Given data:
= = = = = = =
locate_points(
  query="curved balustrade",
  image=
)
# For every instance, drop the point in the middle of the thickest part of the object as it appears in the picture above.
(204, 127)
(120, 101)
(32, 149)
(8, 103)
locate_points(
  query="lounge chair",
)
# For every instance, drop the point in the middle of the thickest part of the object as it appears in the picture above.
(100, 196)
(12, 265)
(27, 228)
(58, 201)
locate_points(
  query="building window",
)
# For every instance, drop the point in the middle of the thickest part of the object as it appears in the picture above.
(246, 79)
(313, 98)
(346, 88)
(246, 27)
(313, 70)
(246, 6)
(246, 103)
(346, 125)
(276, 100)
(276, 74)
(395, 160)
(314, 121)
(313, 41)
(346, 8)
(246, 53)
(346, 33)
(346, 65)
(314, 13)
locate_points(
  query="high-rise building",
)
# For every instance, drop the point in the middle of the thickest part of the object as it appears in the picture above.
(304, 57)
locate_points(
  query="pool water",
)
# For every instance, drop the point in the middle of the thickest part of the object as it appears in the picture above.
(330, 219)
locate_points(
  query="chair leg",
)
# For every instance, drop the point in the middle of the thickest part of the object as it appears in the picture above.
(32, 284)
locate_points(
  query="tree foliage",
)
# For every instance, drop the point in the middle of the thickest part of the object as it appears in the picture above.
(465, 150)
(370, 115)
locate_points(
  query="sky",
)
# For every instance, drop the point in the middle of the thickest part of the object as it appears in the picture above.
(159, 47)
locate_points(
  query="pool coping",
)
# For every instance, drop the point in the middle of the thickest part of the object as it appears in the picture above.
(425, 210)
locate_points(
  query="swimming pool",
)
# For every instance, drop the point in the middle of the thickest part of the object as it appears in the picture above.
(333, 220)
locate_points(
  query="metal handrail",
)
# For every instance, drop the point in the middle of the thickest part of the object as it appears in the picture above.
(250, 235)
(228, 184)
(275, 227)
= = = = = = =
Task to complete: Reproduce the records in full, exactly as written.

Worked answer:
locate_points(
  query="curved balustrade",
  image=
)
# For every instance, drop the point in the middle of the thickest part of the object as it appears in the picture above.
(204, 127)
(120, 101)
(32, 149)
(8, 103)
locate_points(
  query="lounge chair",
)
# For every instance, drop the point in the middle of the thickest part of the object as it appears in the picture above.
(100, 196)
(12, 265)
(27, 228)
(58, 201)
locate_points(
  query="building window",
)
# For every instance, drop the point in the middle of the thickest part of the object as it appears in the picture above.
(246, 79)
(313, 98)
(346, 88)
(246, 27)
(313, 70)
(246, 6)
(246, 103)
(346, 125)
(276, 100)
(276, 74)
(395, 160)
(314, 121)
(313, 41)
(346, 8)
(246, 53)
(346, 33)
(346, 65)
(314, 13)
locate_points(
  query="high-rise building",
)
# For every instance, drop the point in the middle of the thickest part of the object as it appears in the picture above.
(304, 57)
locate_points(
  query="pool water",
)
# For every instance, drop the point in the middle of the thickest part of the object as it appears in the picture above.
(330, 219)
locate_points(
  query="chair leg",
)
# For every instance, drop the point in the middle of the thickest part of the object as it appears in the picture above.
(32, 284)
locate_points(
  query="tree foliage",
)
# For every instance, drop the point in the middle of the thickest part of the object as it appears in the picture above.
(465, 150)
(370, 115)
locate_points(
  query="sky",
)
# For every instance, drop the point in the middle of the thickest part of the object as it appears in the picture above.
(159, 47)
locate_points(
  query="pool coping",
)
# For every instance, drop the point in the middle of the thickest part of the object as it appears in the picture above.
(425, 210)
locate_points(
  query="swimming pool",
)
# For every instance, drop the point in the middle of the thickest part of the object as it appears in the picture above.
(333, 220)
locate_points(
  query="metal handrail",
)
# For every instance, drop the point in the middle of the thickest part of the object as it appears in the picture above.
(250, 235)
(228, 184)
(275, 227)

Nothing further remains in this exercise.